◆ **EXERCISE BRIEF**: Images aside, return all the entries exactly.

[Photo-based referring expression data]
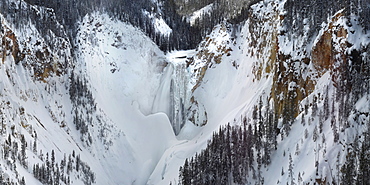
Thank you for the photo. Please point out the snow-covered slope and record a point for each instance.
(102, 104)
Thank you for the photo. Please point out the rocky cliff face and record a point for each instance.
(88, 79)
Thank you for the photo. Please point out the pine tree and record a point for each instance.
(315, 134)
(290, 170)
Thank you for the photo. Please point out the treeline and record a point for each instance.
(234, 153)
(317, 12)
(55, 173)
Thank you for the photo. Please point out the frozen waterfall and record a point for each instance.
(173, 94)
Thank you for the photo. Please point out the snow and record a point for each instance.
(160, 25)
(141, 95)
(199, 13)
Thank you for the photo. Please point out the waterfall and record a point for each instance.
(172, 96)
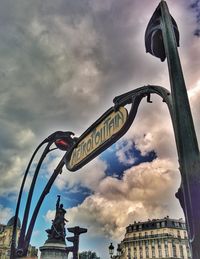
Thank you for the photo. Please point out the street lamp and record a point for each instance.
(111, 250)
(165, 45)
(119, 251)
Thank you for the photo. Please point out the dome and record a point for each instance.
(11, 222)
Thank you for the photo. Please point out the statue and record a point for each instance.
(57, 232)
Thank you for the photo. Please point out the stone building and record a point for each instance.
(5, 240)
(157, 238)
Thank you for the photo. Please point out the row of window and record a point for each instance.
(152, 234)
(157, 242)
(157, 225)
(161, 253)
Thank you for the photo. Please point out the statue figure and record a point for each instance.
(57, 232)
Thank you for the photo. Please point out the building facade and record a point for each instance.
(6, 237)
(157, 238)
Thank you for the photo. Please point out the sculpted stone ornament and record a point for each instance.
(57, 232)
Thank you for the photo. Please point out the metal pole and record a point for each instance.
(46, 190)
(13, 241)
(186, 141)
(30, 194)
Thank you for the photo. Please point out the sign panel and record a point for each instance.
(98, 136)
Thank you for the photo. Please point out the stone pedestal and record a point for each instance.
(53, 251)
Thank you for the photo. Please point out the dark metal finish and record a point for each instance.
(50, 139)
(30, 194)
(153, 36)
(185, 136)
(13, 242)
(133, 97)
(46, 190)
(75, 239)
(57, 232)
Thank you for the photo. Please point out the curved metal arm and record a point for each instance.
(30, 194)
(13, 242)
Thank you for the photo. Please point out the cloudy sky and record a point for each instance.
(62, 62)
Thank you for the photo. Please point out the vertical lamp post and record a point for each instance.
(111, 250)
(162, 40)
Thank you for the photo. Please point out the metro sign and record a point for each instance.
(97, 137)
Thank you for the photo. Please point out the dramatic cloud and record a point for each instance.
(6, 214)
(62, 63)
(145, 191)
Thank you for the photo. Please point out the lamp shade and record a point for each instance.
(111, 249)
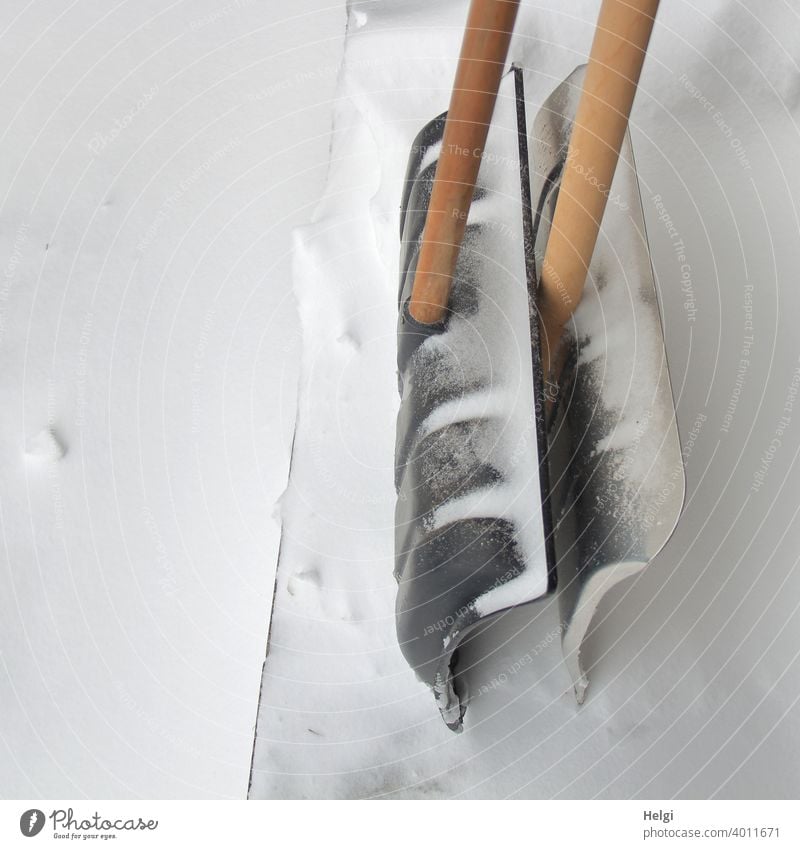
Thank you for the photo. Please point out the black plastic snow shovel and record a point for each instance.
(501, 486)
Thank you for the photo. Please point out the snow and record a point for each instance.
(154, 159)
(693, 665)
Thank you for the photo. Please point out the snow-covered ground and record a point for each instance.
(693, 666)
(154, 159)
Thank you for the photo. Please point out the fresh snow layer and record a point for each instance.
(694, 671)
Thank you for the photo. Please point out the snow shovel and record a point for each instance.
(498, 234)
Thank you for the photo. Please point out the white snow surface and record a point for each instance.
(693, 666)
(154, 159)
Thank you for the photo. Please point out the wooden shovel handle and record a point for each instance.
(615, 64)
(480, 66)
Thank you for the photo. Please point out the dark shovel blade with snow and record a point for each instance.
(473, 530)
(487, 309)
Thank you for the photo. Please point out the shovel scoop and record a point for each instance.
(515, 471)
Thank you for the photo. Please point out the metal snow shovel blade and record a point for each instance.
(614, 453)
(474, 516)
(473, 534)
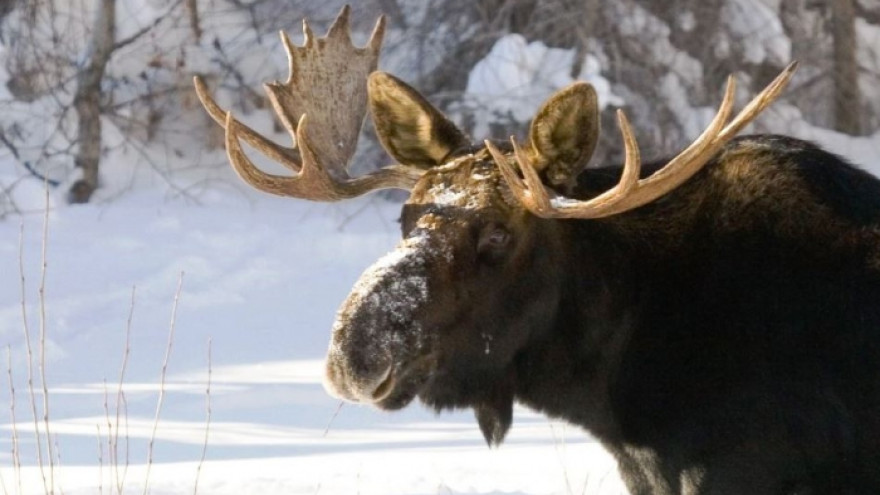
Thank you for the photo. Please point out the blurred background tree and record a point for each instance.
(96, 96)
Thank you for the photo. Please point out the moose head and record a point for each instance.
(484, 264)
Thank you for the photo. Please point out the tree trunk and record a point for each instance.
(87, 102)
(845, 69)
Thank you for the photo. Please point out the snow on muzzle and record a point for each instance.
(378, 342)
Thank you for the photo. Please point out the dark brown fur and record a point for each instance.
(723, 339)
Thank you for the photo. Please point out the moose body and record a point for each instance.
(714, 320)
(726, 338)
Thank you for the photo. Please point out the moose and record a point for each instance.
(713, 319)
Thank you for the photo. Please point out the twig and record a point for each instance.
(100, 461)
(332, 418)
(42, 295)
(120, 398)
(109, 430)
(16, 455)
(30, 355)
(146, 29)
(207, 423)
(162, 384)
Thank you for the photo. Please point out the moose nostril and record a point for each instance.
(385, 386)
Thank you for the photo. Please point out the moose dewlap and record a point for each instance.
(714, 319)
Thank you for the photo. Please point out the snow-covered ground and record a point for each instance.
(262, 278)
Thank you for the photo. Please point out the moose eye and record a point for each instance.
(493, 242)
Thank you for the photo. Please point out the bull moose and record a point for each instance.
(713, 319)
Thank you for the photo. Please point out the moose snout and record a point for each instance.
(370, 385)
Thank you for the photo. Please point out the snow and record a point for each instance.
(756, 25)
(263, 277)
(517, 76)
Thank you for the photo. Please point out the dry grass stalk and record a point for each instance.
(162, 384)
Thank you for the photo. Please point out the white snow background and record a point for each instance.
(262, 279)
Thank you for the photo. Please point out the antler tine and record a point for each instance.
(340, 28)
(313, 181)
(327, 82)
(288, 157)
(631, 192)
(377, 36)
(760, 102)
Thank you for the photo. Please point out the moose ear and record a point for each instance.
(563, 134)
(411, 130)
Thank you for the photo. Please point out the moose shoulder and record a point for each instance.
(713, 319)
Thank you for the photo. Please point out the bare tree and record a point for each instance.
(847, 98)
(87, 101)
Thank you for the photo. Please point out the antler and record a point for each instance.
(631, 192)
(327, 82)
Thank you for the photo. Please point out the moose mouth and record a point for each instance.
(390, 390)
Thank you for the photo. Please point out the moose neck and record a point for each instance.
(567, 371)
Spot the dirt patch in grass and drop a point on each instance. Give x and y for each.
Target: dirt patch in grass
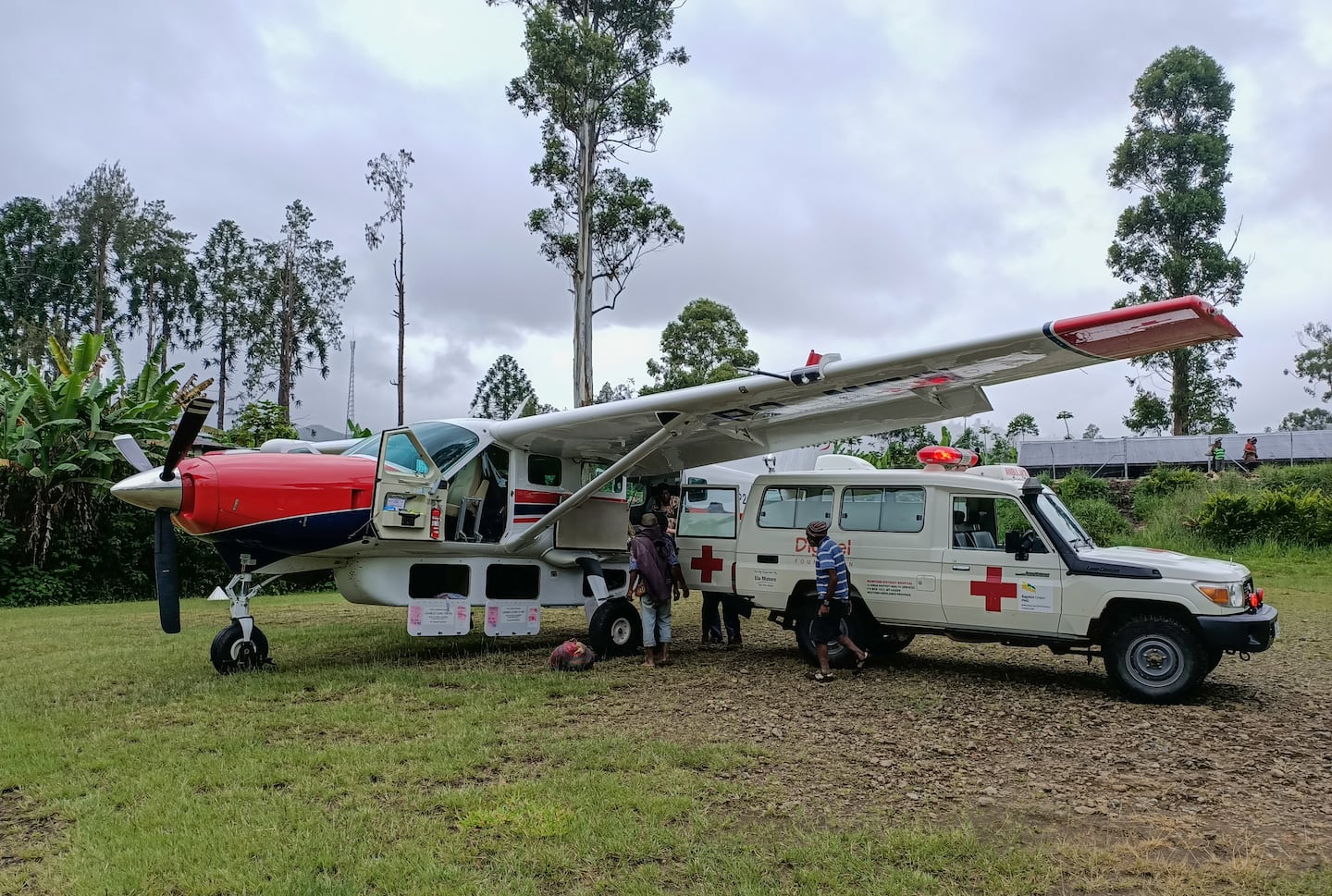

◆ **PROBLEM SOLUTION**:
Thank you for the photo. Please point out the snow-covered slope and record a point for each instance.
(102, 104)
Thank you for the photo. Please point out the rocky cliff face and record a point for each instance.
(88, 79)
Thank you for the photo. Please point out the pine tree and record a point for each instance.
(315, 134)
(290, 170)
Thank you for the photo. Please point out the treeline and record a point for each instance.
(234, 153)
(317, 12)
(55, 173)
Thank you for the photo. Please point out the frozen waterfall and record a point for each instance.
(173, 94)
Thank you for the photo. Please point out the snow and record a point for each instance.
(160, 25)
(141, 95)
(199, 13)
Thank you for the photo. Please point out the waterfall and record a point for each instance.
(172, 96)
Thank you for the photo. Please point out the street lamp and record a point for each instance.
(111, 250)
(165, 45)
(119, 251)
Thank you for the photo. Please point out the dome and record a point for each instance.
(11, 222)
Thank you for the photo. Please point out the statue and record a point for each instance.
(57, 232)
Thank you for the photo. Please point out the stone building and record a point for each instance.
(5, 240)
(157, 238)
Thank you for the photo. Please point out the row of window and record a point for each instance.
(152, 234)
(157, 242)
(157, 225)
(161, 253)
Thank you for the photo. Please point out the statue figure and record a point for each instance.
(57, 232)
Thank you for the photo. Please point out the building facade and record a point for each instance.
(6, 237)
(157, 238)
Thank you for the photo. Please point out the sculpted stone ornament and record a point for each instance.
(57, 232)
Thank you for the photo. Please point out the metal pole and record a point for each instance.
(46, 190)
(13, 241)
(186, 141)
(30, 194)
Thank you for the photo. Please point out the sign panel and record a point for each instance.
(98, 136)
Thank you for the photo. Please point out the stone pedestal and record a point for each instance.
(53, 251)
Thank you for the photo. Please point out the dark metal finish and record a point for each instance.
(50, 139)
(30, 194)
(153, 36)
(185, 136)
(13, 242)
(133, 97)
(46, 190)
(75, 239)
(57, 232)
Thank you for the photo. Please point out the curved metal arm and record a point for each instance.
(30, 194)
(13, 242)
Thank you for the photo. Please point out the cloudy sky and record a point for each instance.
(62, 62)
Thank you for the photo. Please point out the vertical lamp post and record a point for each instance.
(111, 250)
(162, 40)
Thank you for the photo. Please point out the metro sign and record a point for each instance.
(97, 137)
Thank you for the photo. Please point out the dramatic cloud and record a point for each instance.
(6, 214)
(62, 63)
(145, 191)
Thank you for the photo. Please point out the lamp shade and record a point for each instance.
(111, 249)
Thank you for the photo. Please point out the black plastic snow shovel and record a point for each instance.
(501, 486)
Thank you for the photo. Please point out the snow and record a point for each instance.
(154, 159)
(693, 665)
Thank you for the photo. Please point out the snow-covered ground and record a point for each instance.
(693, 666)
(154, 159)
Thank you for the photo. Please point out the fresh snow layer and record a point for each instance.
(694, 671)
Thank you for the photo. Please point out the snow shovel and record a point for each instance.
(498, 234)
Thank you for the photo. Please point out the white snow surface and record a point for each instance.
(693, 666)
(154, 159)
Thank you for the photo. Please point out the wooden shovel handle and record a point for each instance.
(615, 64)
(480, 66)
Thank you for the photo. Please point out the dark shovel blade with snow and record a point for each instance.
(473, 530)
(487, 309)
Thank you for the photo. Please point out the shovel scoop and record a point for each instance.
(515, 471)
Thank you for the photo. Please point out the metal snow shovel blade and record a point for each instance.
(614, 453)
(474, 516)
(473, 534)
Thank you for the photo. Please point out the blurred background tree and record a point for each instance.
(96, 96)
Thank you for the photo. Please point out the moose head and record a point for each instance.
(484, 264)
Thank you for the photo. Please point out the tree trunk and record a point for each instance.
(87, 102)
(845, 69)
Thank you for the photo. Please point out the snow on muzzle and record a point for each instance.
(378, 342)
Thank you for the photo. Please point out the dark brown fur and record a point for each instance.
(723, 339)
Thank you for the photo. Please point out the moose body and record a point for each instance.
(714, 320)
(726, 338)
Thank you for the photo. Please point out the moose and record a point for each instance.
(713, 319)
Thank you for the photo. Please point out the twig and record a point for each instance.
(100, 461)
(332, 418)
(42, 295)
(120, 398)
(109, 430)
(16, 455)
(30, 355)
(146, 29)
(207, 423)
(162, 384)
Thank you for the photo. Please point out the moose nostril and record a point for each instance.
(385, 386)
Thank you for the photo. Please point out the moose dewlap and record a point for each instance.
(714, 319)
Thank you for the photo. Please point out the snow-covered ground and record a point for each instance.
(262, 278)
Thank you for the photo. Please point out the moose eye and record a point for each instance.
(493, 242)
Thank you for the photo. Please point out the bull moose and record a point for each instance.
(713, 319)
Thank you for the photo. Please point out the moose snout and record a point for each instance.
(370, 385)
Thank you for the photo. Please point out the snow and record a point for each instance.
(756, 25)
(263, 277)
(517, 76)
Thank you for the photo. Please point out the dry grass stalk and record a point for each instance.
(162, 384)
Thank you for the photo. Please point out the white snow background and record a point for each instance.
(262, 279)
Thank you for the photo. Please point out the antler tine and record a point for each instance.
(340, 28)
(313, 181)
(327, 82)
(288, 157)
(631, 192)
(377, 36)
(760, 102)
Thank you for the photo. Please point out the moose ear and record a point for each instance.
(563, 134)
(411, 130)
Thank you for the photo. Please point out the moose shoulder and record a point for each instance.
(713, 319)
Thank you for the photo. Please point out the bare tree and record a point for each instance.
(847, 98)
(87, 101)
Thank you for the photo. Please point out the antler and record a point for each instance.
(631, 192)
(327, 82)
Thank you for the photo. Please point out the moose mouth and record a point for each instance.
(390, 390)
Thank you for the photo. Please point out the moose neck and record a point for each instance.
(567, 371)
Spot the dirt patch in grass and drop a point on each instance. Give x and y for each.
Target: dirt patch in grass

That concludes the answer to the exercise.